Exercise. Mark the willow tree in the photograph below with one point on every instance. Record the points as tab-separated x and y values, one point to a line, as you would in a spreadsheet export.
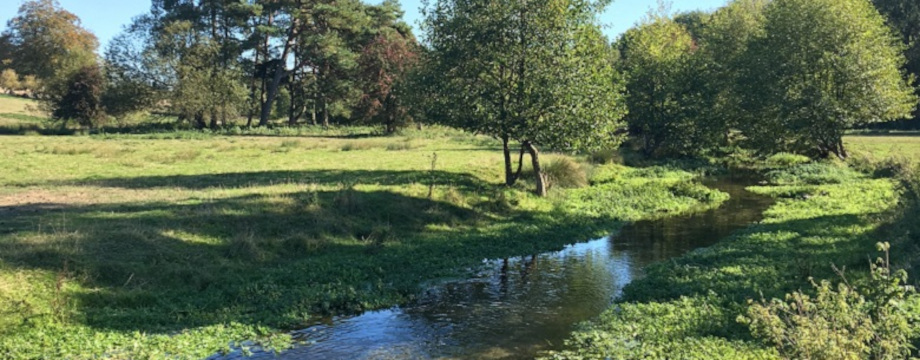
822	67
533	71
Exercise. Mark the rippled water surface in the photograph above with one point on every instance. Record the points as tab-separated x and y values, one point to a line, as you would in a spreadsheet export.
520	306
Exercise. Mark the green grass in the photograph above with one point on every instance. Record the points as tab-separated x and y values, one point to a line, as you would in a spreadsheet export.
826	214
886	145
143	246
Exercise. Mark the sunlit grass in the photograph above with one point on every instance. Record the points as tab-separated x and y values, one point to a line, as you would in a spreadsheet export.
136	246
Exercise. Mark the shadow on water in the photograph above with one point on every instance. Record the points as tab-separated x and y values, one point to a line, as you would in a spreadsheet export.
518	307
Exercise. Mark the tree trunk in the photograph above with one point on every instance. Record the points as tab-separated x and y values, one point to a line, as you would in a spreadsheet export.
509	176
280	71
199	121
539	177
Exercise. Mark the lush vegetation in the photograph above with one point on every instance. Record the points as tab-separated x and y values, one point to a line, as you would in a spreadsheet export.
135	247
217	201
828	218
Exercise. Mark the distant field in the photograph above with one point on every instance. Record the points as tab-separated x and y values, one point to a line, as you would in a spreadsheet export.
901	144
137	246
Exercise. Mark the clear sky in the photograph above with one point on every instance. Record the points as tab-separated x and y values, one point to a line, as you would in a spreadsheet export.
106	17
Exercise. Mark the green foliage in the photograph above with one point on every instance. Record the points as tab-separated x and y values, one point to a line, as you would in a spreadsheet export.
79	98
787	160
538	72
564	172
181	244
687	308
9	80
667	110
821	67
904	15
813	174
630	331
48	41
878	321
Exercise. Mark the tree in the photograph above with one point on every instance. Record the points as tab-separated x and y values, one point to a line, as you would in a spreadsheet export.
9	80
822	67
48	41
202	88
384	64
723	44
666	88
81	99
904	15
534	71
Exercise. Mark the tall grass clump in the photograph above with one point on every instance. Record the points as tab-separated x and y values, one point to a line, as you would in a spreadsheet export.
605	157
782	160
565	173
813	174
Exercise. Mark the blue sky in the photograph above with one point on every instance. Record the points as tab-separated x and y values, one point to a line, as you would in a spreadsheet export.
106	17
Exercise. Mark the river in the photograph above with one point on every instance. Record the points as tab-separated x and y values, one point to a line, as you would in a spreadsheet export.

-=-=-

TASK DESCRIPTION:
Transcribe each of the records above precisely, with no pictures in the copy.

EXERCISE OUTPUT:
Exercise. Mark the willow tree in the photograph below with one point on every instance. Record the points as tab-separated x and y values, one point to a line, as you would in a spreadsheet export.
822	67
533	71
Exercise. Mark the rippled water surface in the photograph above with one point on every instance. Record the points as tab-separated x and y values, one point to a line, as you would in a spreadsheet export.
520	306
Exercise. Mark the green grass in the photograph above with one point on every instance. Record the points as tab-separated x and y values, one point to a line, as you would in a spreadsheet export.
826	214
886	145
143	246
Exercise. Mark the sunlit grass in the photograph above with one point on every instance. Record the points as tab-separated x and y values, one point to a line, as you would in a spreadsheet export.
136	246
Exercise. Mark the shadow on water in the photograph above with one point on every instance. Record the points as tab-separated x and y values, one point to a line, as you would in a spreadsheet export.
518	307
Exercise. Mark the tree trunk in the photograph above with one point on every instance. Record the points as tab-separated x and y values, one point to a line, as you would in a spreadsheet export.
509	176
280	71
199	121
539	177
Exercise. Mark the lush vegetation in the photograph above with one point on every instance. Record the points as tab-separated x and y values, one point to a line, as you would in a spreadsheet export.
135	247
217	201
828	218
Exercise. Mark the distant field in the photograph above with one point on every instance. Record the points as tab-separated x and y values, one point to a line, as you would in a spreadsheet export.
901	144
137	246
Exercise. Mark the clear sky in the photograph above with one point on every instance. Record the points as tab-separated x and y values, one point to a line, as you would in a spreadsheet export.
106	17
Exercise. Mark the green foliage in the photograph above with one point on every instance. Record the points as tab-separated x and y values, one point to a line, as you would in a spreadsheet export.
79	98
787	160
538	72
564	172
181	244
687	308
9	80
667	110
821	67
904	15
813	174
630	331
48	41
878	321
Exercise. Mark the tree in the photograph above with one point on every instance. Record the points as tab-separated x and y values, one point to a line, as you would in a spreadsheet export.
9	80
822	67
48	41
202	88
384	64
723	44
666	88
81	99
904	15
534	71
Exercise. Mark the tall grass clump in the photograph above with one point on every instance. Record the points as tab-separated x and y values, one point to a line, as you would in a spreadsheet export.
605	157
782	160
565	173
813	174
Exercise. Mark the blue sky in the photograph above with one point on every instance. Record the points as tab-separated x and y values, one point to a line, as you would in a spreadsheet export.
106	17
Exercise. Mark the river in the photograph above with one point on every instance. Record the points as tab-separated x and y values, one point to a line, as you would in a spreadsheet export.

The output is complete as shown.